#### Data shown:
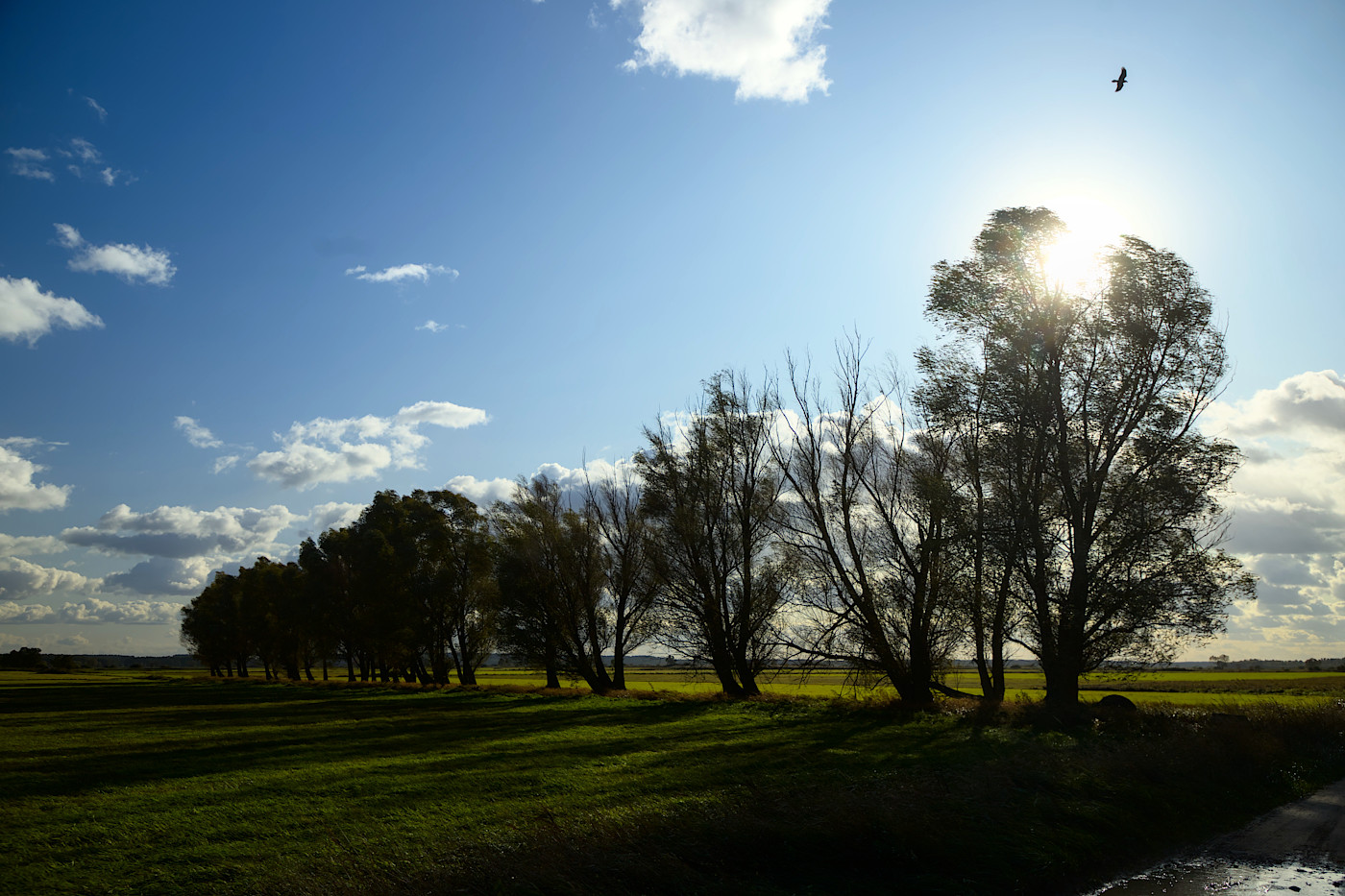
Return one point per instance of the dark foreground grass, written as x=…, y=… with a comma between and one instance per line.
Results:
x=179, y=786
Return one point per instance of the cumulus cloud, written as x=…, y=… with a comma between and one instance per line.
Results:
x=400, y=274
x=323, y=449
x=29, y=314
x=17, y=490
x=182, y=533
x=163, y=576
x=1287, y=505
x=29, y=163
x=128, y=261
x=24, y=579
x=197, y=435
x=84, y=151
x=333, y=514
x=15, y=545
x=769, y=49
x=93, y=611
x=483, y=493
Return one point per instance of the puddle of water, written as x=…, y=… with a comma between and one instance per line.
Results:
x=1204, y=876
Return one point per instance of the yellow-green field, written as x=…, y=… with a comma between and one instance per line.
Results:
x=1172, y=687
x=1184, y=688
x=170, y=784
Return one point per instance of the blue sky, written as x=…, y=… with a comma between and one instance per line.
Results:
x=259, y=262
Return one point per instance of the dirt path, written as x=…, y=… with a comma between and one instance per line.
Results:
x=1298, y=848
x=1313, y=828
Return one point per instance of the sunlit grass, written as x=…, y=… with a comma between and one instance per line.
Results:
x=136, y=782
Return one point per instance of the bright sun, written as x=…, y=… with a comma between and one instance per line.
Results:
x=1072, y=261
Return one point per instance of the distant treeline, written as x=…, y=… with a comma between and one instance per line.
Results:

#### What you will do:
An exact copy of the records above is needed, with the pictures removed.

#### Exercise response:
Return one point per instance of the dark foreground grass, written as x=…, y=… with a comma between and one instance per line.
Results:
x=179, y=786
Return one point per instance of the cumulus cloud, written as x=…, y=… with a comma between and one instance per line.
Results:
x=400, y=274
x=323, y=449
x=29, y=314
x=17, y=490
x=182, y=533
x=163, y=576
x=1287, y=505
x=29, y=163
x=128, y=261
x=24, y=579
x=197, y=435
x=84, y=151
x=333, y=514
x=15, y=545
x=769, y=49
x=93, y=611
x=483, y=493
Return one point per instance of the puddle of water, written as x=…, y=… with a comma between and one instance per line.
Results:
x=1204, y=876
Return one point per instance of the yellow-green field, written as x=…, y=… with a comma between and one instance per line.
Results:
x=1172, y=687
x=1184, y=688
x=170, y=784
Return one point per instance of the blue sky, written as x=…, y=… with a comma between and one instance per line.
Results:
x=259, y=262
Return one point per instance of the dirt path, written as x=…, y=… with a comma between and one instance per line.
Results:
x=1298, y=848
x=1313, y=828
Return one point per instance of the sunlit grass, written as x=…, y=… with a comma between and one instance per line.
Results:
x=136, y=782
Return one point per instance of the bright sun, written as x=…, y=… with a comma between and one instance per line.
Results:
x=1072, y=261
Return one point per instance of the distant treeline, written as x=…, y=… with a comma between and one instance per line.
Results:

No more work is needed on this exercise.